- _RECORDS FOR THE TASK_
****************

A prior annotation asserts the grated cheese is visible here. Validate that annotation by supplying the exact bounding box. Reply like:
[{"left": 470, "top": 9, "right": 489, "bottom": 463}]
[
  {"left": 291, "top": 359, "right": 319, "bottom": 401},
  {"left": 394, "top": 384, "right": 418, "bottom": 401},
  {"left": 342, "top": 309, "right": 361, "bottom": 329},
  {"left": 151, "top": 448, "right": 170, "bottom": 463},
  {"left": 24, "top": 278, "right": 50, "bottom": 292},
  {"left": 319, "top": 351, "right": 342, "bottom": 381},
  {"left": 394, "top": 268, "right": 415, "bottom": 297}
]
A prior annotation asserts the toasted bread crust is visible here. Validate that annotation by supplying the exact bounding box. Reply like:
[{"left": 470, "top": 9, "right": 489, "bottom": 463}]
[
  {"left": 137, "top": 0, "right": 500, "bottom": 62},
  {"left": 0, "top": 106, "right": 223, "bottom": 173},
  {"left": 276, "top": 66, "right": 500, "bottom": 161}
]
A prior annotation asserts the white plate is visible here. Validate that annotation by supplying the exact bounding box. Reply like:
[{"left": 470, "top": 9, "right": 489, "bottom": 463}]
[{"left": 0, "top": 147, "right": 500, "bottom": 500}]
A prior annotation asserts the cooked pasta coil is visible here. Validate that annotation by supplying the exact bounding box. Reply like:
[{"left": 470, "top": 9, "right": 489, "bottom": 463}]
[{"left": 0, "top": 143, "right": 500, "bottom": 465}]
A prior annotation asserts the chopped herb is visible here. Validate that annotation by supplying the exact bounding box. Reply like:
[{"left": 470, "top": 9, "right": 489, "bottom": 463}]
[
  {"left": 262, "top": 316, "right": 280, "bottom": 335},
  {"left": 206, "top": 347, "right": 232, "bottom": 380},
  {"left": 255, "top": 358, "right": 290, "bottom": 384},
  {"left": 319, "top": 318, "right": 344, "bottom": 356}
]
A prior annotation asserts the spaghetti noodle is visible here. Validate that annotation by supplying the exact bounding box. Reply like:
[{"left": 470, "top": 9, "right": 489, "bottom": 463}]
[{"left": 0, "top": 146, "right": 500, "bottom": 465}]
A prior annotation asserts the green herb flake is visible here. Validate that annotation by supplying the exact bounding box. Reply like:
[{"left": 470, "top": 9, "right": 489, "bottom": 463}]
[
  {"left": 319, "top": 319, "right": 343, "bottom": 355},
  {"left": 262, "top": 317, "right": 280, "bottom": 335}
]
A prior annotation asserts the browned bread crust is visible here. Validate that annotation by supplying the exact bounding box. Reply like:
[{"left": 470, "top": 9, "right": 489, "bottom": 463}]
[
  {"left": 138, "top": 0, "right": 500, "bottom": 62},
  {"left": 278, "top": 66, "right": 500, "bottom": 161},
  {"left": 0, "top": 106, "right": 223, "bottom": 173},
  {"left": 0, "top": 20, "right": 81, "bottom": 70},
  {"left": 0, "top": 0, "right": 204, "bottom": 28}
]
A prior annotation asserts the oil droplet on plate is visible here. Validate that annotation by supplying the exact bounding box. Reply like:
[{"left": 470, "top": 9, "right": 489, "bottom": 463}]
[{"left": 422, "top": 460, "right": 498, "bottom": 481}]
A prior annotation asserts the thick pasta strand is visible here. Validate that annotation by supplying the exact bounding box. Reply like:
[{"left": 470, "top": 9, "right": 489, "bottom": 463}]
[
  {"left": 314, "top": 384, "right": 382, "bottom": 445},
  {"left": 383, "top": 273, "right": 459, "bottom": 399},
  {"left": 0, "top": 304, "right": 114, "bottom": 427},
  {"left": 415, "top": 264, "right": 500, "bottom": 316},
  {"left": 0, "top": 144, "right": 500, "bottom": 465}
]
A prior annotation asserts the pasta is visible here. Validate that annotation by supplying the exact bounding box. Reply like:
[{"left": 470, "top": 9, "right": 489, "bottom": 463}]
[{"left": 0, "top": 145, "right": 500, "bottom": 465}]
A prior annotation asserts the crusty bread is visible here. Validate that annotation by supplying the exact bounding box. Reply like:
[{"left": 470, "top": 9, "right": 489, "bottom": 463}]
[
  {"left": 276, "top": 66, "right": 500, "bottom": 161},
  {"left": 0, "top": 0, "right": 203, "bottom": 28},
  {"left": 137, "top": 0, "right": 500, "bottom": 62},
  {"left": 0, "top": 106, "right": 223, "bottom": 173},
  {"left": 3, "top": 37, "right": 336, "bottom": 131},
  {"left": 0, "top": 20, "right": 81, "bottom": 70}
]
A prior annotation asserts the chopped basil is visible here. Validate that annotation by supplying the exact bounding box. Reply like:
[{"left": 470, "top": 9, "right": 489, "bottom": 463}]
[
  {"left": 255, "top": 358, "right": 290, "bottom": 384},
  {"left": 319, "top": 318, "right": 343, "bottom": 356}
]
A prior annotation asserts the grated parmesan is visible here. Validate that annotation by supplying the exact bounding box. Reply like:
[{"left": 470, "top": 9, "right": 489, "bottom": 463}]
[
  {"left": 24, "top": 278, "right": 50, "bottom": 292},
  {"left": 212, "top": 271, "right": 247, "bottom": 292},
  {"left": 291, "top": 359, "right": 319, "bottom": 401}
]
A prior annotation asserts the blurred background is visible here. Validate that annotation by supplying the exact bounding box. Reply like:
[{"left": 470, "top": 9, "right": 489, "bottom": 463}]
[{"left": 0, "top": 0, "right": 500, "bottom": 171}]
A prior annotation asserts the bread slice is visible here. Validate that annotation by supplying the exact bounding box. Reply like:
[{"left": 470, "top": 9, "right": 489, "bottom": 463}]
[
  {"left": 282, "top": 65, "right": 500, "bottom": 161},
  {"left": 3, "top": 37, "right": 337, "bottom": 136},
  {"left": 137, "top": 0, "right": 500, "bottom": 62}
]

****************

- _WRITTEN TASK_
Count the lines in the items above that contain the string "plate", and give only that number.

- _REPLY TO THE TASK_
2